▶ YOUR TASK: Collect each line of the data below that contains the string "green". Treat uppercase and lowercase letters as distinct.

Start of RECORD EXTRACTS

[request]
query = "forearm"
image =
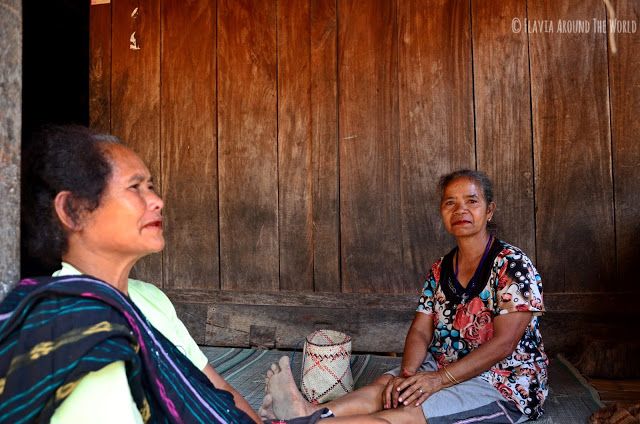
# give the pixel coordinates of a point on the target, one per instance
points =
(240, 402)
(416, 344)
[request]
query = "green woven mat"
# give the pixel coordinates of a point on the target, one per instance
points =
(571, 399)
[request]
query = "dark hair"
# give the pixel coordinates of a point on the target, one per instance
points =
(478, 177)
(61, 158)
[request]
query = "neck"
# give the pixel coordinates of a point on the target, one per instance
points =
(109, 268)
(472, 248)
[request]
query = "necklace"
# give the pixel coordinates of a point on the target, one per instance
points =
(473, 280)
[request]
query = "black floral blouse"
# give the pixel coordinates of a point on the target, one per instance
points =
(464, 320)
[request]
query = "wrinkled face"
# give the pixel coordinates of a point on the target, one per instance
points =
(464, 209)
(128, 221)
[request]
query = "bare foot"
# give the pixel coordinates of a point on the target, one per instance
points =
(266, 409)
(286, 401)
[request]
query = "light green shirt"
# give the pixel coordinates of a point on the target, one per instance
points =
(103, 396)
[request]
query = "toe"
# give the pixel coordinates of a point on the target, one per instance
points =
(284, 362)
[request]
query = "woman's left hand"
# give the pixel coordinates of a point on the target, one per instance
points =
(416, 389)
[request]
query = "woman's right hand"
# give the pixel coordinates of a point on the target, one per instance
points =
(390, 393)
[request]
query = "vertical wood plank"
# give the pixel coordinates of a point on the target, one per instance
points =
(572, 150)
(135, 94)
(247, 108)
(624, 73)
(324, 135)
(189, 149)
(503, 116)
(294, 146)
(11, 58)
(369, 156)
(436, 121)
(100, 67)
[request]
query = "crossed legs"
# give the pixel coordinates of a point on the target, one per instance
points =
(284, 401)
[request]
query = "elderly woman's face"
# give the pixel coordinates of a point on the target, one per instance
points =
(464, 209)
(128, 220)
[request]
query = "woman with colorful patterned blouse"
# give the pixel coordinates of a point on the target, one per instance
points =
(474, 352)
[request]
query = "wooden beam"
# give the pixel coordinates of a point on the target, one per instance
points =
(378, 323)
(10, 142)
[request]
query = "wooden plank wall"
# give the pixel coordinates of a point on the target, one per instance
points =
(298, 144)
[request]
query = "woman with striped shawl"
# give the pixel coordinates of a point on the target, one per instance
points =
(90, 344)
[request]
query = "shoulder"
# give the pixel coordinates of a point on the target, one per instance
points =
(511, 254)
(513, 264)
(141, 291)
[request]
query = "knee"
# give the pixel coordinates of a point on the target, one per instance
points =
(382, 380)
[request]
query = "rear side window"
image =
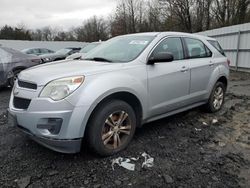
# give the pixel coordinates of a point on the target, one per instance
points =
(216, 44)
(172, 46)
(196, 48)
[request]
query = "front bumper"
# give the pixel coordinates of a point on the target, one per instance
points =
(59, 145)
(63, 146)
(35, 121)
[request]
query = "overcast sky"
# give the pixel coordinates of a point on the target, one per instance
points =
(62, 14)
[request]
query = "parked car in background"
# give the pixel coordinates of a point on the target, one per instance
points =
(12, 62)
(37, 51)
(84, 51)
(59, 55)
(128, 81)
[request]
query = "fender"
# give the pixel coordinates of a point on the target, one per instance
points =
(219, 72)
(98, 87)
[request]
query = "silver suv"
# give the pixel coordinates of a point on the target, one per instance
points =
(122, 84)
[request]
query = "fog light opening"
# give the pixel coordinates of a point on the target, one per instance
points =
(53, 125)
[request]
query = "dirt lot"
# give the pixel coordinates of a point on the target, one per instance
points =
(190, 149)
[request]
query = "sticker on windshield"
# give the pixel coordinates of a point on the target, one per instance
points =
(140, 42)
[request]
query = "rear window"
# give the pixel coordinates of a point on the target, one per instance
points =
(217, 46)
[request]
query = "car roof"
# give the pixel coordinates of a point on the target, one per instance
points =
(172, 33)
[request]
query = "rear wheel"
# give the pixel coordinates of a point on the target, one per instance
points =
(111, 128)
(216, 98)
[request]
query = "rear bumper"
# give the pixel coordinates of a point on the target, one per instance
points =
(62, 146)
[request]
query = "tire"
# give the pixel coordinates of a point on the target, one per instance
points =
(104, 128)
(217, 94)
(12, 79)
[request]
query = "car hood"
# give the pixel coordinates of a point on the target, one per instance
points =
(52, 55)
(45, 73)
(75, 55)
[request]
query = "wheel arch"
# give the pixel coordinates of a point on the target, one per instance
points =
(125, 96)
(223, 79)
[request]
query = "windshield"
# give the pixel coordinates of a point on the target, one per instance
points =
(89, 47)
(120, 49)
(63, 51)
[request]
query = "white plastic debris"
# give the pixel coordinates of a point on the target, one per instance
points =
(123, 162)
(214, 121)
(149, 161)
(135, 159)
(204, 123)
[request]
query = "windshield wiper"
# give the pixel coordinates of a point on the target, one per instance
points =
(98, 59)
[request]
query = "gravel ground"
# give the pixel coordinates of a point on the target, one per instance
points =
(191, 149)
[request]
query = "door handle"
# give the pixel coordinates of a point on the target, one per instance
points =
(211, 63)
(184, 69)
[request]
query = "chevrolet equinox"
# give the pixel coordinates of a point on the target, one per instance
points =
(122, 84)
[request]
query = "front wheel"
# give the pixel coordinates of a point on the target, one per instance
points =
(216, 99)
(111, 128)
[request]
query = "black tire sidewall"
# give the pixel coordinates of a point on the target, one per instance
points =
(95, 126)
(211, 98)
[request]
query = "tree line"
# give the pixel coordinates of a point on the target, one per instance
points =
(132, 16)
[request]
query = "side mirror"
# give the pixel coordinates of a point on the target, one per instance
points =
(160, 58)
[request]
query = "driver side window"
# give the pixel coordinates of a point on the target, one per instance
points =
(172, 46)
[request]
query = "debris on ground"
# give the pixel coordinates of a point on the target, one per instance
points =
(123, 162)
(126, 162)
(197, 129)
(204, 123)
(214, 121)
(149, 161)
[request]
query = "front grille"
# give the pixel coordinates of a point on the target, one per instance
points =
(27, 85)
(21, 103)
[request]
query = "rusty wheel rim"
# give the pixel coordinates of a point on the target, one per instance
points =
(218, 98)
(116, 130)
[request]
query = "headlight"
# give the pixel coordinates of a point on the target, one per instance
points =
(61, 88)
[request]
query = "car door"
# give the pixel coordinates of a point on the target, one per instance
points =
(201, 66)
(168, 82)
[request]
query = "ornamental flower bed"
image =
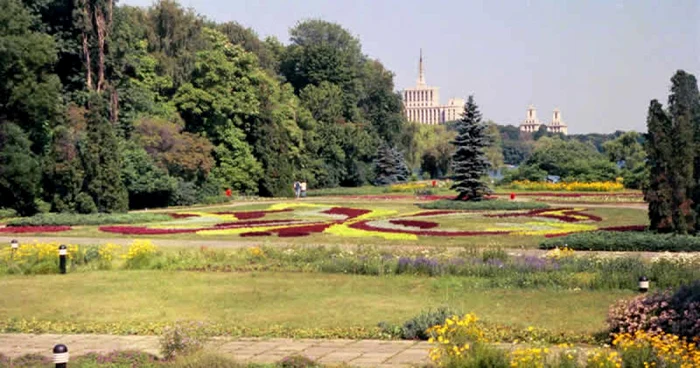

End of RECORD EXTRACTS

▶ ANSWER TO THE PROBLEM:
query = "green woven mat"
query = "light green shirt"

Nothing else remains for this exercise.